--- START OF Given records ---

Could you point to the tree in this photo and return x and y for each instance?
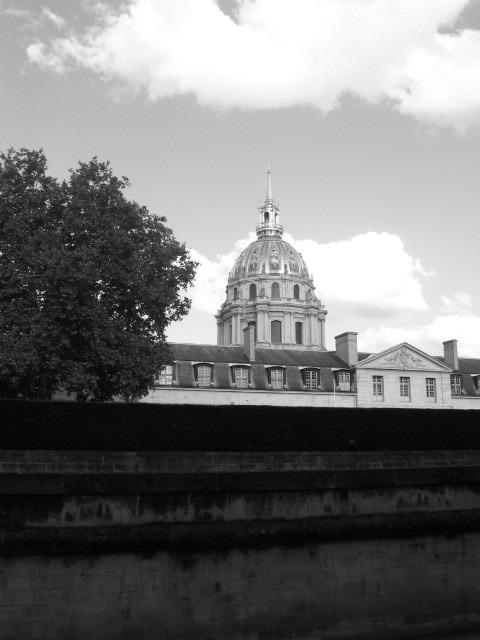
(89, 283)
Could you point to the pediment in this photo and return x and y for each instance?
(404, 357)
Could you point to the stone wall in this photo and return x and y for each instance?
(239, 545)
(409, 587)
(172, 395)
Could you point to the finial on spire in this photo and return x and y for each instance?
(269, 182)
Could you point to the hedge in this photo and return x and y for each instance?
(153, 427)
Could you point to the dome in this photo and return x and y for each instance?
(269, 255)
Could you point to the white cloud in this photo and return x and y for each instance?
(281, 53)
(54, 18)
(460, 302)
(429, 337)
(370, 275)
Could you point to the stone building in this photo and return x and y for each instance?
(271, 346)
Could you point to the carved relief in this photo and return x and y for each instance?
(403, 359)
(293, 263)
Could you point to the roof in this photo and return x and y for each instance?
(282, 357)
(465, 365)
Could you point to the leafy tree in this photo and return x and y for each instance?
(89, 283)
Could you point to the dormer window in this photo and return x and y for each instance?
(456, 384)
(203, 374)
(165, 376)
(310, 379)
(241, 377)
(343, 381)
(276, 377)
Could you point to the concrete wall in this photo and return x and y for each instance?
(175, 395)
(257, 546)
(413, 587)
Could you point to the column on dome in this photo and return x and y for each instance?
(220, 332)
(321, 319)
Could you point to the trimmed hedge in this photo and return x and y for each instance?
(150, 427)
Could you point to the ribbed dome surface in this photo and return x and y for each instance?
(269, 255)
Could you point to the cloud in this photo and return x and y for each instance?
(429, 337)
(282, 53)
(53, 17)
(370, 275)
(460, 302)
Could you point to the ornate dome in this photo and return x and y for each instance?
(269, 255)
(270, 288)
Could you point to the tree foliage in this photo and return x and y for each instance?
(89, 283)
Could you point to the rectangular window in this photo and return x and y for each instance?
(240, 377)
(344, 381)
(276, 378)
(204, 375)
(165, 377)
(311, 379)
(456, 385)
(377, 388)
(430, 390)
(404, 389)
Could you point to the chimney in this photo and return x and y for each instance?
(450, 354)
(249, 341)
(346, 347)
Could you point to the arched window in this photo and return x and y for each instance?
(276, 331)
(299, 332)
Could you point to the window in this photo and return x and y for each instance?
(456, 385)
(299, 332)
(276, 378)
(343, 380)
(310, 379)
(404, 389)
(377, 388)
(165, 377)
(203, 374)
(276, 331)
(240, 377)
(430, 390)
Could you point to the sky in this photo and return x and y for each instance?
(368, 110)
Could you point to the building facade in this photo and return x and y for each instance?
(271, 346)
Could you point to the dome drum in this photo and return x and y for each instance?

--- END OF Given records ---

Starting at the line that contains "Could you point to the leafy" and ending at the last line of the items, write every line out again, requests included, and offset each coordinate in the answers by -44.

**Solution**
Could you point to the leafy tree in this photo and return x and y for each instance?
(45, 239)
Could you point to the dormer window in this photo and return x and y for each instance?
(412, 340)
(159, 330)
(121, 332)
(266, 335)
(197, 333)
(299, 337)
(232, 333)
Could you point to the concrete wall in this photo and return x and y for each instance?
(131, 351)
(213, 502)
(369, 543)
Could you point to the column on dome in this photo and return x and y for each instance?
(176, 288)
(277, 275)
Could you point to the trimmed hedge in this photo and return x and y for each instance?
(106, 383)
Could you point to the ribbed dome surface in this photo and return x and y for each instance?
(225, 211)
Could you point to the cloud in this photo and return x and y for each instance?
(385, 293)
(238, 9)
(9, -27)
(326, 231)
(416, 258)
Could you point to the ornate dome in this photo and return x and y for each instance?
(225, 211)
(226, 244)
Could you point to the tree foliage in this photo and return x and y for each instance?
(45, 239)
Could you point to the rectangular window in this photo and return x and y for each instance?
(196, 333)
(300, 337)
(232, 334)
(160, 331)
(121, 333)
(267, 335)
(412, 341)
(333, 344)
(386, 346)
(360, 345)
Could you point to the chimney in this photo and return x and y for each instance?
(406, 310)
(205, 297)
(302, 303)
Could you point to the arched window in this photo and return x and y for each instance?
(232, 287)
(255, 288)
Could you point to the window in this photo and return x and y for each instance?
(412, 341)
(255, 288)
(232, 334)
(299, 336)
(266, 335)
(360, 345)
(333, 344)
(121, 333)
(159, 330)
(232, 287)
(196, 333)
(386, 346)
Could you point to the sky in this photo and return x and y for each instance?
(324, 66)
Could you point to the building facade in this photo and return x and y for each instance?
(227, 302)
Could you point to the dome drum in this photo and return x and y for each instance?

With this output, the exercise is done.